• _Your goal_: Duplicate, without any change, the part of the data that opens with the line containing "Can you see the white countertop" and closes with the line containing "x=61, y=294", including both of those lines.

— START OF Task data —

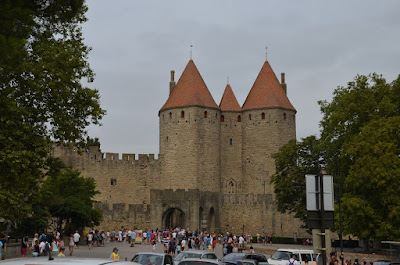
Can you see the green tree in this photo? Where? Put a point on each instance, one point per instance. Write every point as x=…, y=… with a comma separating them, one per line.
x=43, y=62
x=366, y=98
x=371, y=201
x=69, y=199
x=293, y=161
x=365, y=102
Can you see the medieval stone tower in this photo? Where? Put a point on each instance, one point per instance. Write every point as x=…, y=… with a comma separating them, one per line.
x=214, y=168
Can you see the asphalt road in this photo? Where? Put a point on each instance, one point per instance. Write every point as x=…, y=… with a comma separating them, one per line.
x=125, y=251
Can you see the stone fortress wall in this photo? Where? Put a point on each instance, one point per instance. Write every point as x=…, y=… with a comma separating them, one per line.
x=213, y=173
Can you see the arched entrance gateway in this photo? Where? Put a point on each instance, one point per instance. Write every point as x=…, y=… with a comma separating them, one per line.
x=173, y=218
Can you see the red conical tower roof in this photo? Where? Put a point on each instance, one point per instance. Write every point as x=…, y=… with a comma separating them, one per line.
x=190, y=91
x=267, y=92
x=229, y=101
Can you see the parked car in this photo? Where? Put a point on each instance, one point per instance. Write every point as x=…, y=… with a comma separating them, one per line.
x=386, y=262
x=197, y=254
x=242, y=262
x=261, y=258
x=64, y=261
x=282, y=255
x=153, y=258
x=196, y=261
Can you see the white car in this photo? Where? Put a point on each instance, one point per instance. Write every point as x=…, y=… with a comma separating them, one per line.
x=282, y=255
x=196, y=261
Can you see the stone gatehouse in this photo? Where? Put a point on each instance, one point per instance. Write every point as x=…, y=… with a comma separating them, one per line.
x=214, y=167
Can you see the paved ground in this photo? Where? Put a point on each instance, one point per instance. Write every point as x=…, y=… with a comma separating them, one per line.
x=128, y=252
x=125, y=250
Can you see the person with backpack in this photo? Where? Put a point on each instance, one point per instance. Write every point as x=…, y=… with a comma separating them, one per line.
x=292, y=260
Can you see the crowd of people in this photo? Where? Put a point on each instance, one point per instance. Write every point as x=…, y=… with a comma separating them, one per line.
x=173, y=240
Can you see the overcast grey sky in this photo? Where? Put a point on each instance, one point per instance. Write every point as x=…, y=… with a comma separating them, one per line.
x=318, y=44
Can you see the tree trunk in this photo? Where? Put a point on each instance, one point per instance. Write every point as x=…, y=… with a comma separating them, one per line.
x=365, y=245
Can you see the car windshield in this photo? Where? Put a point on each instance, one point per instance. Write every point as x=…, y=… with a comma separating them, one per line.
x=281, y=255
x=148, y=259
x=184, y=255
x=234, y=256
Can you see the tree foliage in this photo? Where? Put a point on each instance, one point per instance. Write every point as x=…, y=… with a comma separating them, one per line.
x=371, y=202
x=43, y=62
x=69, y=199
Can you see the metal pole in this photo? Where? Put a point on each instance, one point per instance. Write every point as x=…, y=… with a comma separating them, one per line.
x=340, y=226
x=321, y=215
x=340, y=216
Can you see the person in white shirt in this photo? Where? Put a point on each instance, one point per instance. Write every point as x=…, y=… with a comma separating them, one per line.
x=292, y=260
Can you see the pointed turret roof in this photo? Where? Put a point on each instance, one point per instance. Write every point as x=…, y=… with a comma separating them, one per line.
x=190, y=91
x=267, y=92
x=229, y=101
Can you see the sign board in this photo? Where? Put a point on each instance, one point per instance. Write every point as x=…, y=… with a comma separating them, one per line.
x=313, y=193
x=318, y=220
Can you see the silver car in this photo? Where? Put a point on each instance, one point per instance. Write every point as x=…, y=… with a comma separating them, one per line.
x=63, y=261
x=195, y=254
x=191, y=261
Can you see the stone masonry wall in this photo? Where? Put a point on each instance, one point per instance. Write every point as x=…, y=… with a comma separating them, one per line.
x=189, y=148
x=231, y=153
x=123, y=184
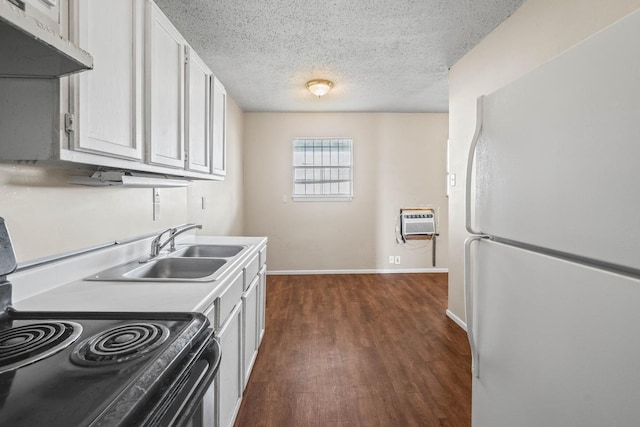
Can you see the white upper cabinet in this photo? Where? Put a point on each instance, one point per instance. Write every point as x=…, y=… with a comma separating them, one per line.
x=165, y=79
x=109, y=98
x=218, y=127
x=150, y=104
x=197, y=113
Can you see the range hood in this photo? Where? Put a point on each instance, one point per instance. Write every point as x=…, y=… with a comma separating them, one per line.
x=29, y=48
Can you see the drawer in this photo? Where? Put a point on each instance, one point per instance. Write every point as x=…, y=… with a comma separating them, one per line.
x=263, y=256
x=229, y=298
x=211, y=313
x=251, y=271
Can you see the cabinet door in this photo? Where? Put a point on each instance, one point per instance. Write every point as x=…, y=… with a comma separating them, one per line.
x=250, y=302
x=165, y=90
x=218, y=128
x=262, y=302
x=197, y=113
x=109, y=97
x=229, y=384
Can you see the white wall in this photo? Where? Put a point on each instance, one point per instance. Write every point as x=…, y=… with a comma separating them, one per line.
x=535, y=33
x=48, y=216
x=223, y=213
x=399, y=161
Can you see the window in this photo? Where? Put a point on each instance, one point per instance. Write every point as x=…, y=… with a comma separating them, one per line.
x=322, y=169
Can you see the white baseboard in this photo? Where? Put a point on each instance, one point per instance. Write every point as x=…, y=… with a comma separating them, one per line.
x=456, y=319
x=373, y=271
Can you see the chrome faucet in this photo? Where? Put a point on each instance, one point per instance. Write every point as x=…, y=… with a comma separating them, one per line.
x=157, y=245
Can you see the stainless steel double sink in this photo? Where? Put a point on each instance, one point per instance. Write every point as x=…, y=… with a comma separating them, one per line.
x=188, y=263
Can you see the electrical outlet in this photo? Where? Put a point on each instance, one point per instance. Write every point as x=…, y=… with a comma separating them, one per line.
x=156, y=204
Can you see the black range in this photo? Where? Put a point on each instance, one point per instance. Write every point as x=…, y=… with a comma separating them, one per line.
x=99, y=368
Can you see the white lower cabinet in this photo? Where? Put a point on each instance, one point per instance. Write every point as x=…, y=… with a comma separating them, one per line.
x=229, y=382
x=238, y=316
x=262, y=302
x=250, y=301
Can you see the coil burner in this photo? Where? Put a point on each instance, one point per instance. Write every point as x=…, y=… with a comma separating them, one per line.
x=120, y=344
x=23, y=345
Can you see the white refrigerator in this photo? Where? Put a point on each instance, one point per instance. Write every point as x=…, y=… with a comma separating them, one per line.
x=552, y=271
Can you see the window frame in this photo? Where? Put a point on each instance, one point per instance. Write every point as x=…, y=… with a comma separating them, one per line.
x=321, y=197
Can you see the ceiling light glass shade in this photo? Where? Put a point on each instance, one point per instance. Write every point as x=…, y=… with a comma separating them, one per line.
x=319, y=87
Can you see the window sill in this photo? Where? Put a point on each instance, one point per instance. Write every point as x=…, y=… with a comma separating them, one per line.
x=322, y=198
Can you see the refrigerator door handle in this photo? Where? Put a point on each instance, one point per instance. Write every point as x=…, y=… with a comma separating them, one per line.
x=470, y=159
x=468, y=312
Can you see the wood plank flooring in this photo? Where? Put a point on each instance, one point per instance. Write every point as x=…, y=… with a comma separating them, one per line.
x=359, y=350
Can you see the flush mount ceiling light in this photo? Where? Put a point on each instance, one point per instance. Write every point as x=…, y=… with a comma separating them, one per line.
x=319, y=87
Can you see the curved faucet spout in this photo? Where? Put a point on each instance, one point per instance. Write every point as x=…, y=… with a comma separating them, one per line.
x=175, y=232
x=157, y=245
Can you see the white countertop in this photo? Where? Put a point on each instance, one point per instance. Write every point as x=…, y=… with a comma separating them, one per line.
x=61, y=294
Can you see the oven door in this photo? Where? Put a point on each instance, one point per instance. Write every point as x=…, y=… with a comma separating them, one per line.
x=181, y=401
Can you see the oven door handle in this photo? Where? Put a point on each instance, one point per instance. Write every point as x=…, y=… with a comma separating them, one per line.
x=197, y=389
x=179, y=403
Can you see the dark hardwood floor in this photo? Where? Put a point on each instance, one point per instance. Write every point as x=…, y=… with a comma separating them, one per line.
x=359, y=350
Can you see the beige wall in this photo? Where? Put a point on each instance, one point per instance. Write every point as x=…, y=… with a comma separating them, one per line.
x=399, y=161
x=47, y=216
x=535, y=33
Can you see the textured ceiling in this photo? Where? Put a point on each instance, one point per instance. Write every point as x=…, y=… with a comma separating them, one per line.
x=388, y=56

— END OF Task data —

• _Exercise result_:
Can you see the white countertop in this photo? Where? Put a point on each instance, one point per instance. Write every point as x=…, y=… with a comma separating them, one per line.
x=61, y=294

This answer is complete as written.